#### TO BE DONE
Can you present the stretch of data below, from the line containing "[bbox-request] distant tree line" through the line containing "225,220 -> 351,269", as a numbered list with blank lines left out?

Saved entries:
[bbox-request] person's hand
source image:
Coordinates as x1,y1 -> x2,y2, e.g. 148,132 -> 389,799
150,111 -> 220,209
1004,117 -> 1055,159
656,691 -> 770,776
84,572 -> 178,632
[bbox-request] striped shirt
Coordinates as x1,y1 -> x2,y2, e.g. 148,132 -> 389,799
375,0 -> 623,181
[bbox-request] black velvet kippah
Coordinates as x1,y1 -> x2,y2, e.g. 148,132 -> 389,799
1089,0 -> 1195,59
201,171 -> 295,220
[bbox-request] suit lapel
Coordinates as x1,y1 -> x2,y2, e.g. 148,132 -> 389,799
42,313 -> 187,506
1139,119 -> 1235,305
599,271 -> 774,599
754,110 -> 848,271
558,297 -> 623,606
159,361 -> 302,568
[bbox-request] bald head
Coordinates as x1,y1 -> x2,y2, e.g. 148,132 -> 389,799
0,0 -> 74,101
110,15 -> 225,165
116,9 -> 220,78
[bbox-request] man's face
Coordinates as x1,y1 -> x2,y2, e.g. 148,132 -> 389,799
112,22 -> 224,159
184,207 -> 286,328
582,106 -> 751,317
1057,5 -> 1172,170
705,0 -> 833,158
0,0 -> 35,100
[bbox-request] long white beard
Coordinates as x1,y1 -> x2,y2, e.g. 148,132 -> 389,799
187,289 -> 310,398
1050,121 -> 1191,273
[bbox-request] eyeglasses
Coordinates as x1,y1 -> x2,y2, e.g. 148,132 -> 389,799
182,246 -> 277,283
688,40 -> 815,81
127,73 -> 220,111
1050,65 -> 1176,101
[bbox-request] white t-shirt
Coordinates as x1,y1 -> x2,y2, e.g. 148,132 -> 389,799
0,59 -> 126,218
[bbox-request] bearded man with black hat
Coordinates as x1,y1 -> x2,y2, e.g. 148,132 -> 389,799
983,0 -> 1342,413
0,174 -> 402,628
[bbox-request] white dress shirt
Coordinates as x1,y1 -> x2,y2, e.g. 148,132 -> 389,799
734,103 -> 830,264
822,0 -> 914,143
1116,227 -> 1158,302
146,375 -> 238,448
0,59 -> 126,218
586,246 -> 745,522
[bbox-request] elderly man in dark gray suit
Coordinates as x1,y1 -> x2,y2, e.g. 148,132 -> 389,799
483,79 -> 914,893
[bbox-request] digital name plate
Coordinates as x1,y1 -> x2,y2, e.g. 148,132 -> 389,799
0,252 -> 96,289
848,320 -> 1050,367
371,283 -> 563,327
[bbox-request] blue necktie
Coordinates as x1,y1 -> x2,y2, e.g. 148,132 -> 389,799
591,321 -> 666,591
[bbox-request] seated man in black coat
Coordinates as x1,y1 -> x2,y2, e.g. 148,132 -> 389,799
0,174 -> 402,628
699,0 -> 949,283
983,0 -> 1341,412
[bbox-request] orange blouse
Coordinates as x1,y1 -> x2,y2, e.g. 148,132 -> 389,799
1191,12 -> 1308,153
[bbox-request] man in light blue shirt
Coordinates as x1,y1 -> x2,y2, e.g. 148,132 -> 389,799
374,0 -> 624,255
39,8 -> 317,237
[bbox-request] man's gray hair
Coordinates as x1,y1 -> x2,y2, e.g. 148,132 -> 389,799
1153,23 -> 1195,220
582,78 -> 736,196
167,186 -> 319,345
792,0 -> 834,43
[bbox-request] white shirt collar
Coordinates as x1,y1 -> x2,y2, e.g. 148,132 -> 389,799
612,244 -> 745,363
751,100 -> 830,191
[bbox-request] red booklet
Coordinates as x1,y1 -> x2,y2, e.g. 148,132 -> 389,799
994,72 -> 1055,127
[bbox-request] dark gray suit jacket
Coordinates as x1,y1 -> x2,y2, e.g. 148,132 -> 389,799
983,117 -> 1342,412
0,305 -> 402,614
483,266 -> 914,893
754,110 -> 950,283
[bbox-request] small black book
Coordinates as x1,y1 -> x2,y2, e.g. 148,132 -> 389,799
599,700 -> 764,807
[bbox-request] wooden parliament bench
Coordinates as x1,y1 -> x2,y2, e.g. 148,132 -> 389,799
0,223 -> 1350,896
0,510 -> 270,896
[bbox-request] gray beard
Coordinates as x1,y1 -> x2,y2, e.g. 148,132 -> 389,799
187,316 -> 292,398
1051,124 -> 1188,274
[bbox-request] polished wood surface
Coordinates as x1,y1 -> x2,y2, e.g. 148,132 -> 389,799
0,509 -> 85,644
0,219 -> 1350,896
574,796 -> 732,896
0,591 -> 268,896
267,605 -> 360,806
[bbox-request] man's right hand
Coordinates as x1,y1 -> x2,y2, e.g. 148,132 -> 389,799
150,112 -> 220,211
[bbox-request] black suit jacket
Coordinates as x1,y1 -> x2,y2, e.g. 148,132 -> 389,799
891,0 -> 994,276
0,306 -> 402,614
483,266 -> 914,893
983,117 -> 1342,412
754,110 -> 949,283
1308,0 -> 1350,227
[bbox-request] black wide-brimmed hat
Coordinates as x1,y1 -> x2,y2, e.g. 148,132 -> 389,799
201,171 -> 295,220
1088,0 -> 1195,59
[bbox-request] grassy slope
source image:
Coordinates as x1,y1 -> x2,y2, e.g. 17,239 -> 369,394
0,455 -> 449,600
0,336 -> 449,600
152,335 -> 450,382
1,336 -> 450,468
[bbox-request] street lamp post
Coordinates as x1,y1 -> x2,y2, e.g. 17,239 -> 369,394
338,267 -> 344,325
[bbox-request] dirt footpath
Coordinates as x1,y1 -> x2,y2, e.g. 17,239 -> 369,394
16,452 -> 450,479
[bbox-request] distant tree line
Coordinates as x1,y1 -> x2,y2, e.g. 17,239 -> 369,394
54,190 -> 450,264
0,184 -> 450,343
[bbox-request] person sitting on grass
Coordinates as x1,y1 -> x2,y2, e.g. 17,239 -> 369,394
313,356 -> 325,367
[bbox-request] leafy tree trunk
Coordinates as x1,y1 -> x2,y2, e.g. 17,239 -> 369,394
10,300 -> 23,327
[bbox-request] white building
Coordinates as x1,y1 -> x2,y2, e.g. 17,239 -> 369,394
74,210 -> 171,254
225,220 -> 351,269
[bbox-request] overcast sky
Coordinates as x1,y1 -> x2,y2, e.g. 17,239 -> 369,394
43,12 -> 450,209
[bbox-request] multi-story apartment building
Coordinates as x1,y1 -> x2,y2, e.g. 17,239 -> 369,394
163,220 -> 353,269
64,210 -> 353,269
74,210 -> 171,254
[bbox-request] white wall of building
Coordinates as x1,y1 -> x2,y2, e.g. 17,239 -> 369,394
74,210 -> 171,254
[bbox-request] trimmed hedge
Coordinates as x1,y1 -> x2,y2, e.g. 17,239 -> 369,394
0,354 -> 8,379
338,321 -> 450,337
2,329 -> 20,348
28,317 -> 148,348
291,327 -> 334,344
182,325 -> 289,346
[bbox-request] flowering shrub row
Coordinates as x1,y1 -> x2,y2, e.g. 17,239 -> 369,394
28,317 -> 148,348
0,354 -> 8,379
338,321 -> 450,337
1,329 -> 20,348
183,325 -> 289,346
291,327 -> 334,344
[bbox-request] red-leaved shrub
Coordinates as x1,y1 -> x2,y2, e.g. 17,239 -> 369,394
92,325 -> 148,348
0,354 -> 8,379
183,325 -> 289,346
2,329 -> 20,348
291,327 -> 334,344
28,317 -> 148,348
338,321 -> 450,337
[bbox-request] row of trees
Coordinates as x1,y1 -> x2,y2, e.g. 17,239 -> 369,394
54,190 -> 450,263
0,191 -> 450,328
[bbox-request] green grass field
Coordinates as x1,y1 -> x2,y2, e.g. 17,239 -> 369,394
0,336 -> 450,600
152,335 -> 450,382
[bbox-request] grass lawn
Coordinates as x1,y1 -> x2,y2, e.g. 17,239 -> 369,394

#### ANSWER
1. [bbox-request] distant tree line
2. Coordinates as x1,y1 -> x2,y2, e.g. 17,239 -> 369,394
3. 54,190 -> 450,264
4. 0,184 -> 450,343
5. [bbox-request] person sitting on grass
6. Coordinates as x1,y1 -> x2,y2, e.g. 17,239 -> 369,394
7. 313,356 -> 325,367
8. [bbox-request] leafy tree trunk
9. Coordinates as x1,y1 -> x2,y2, e.g. 17,239 -> 369,394
10. 10,300 -> 23,327
11. [bbox-request] white building
12. Coordinates as x1,y1 -> x2,y2, e.g. 17,239 -> 369,394
13. 74,210 -> 171,254
14. 225,220 -> 351,269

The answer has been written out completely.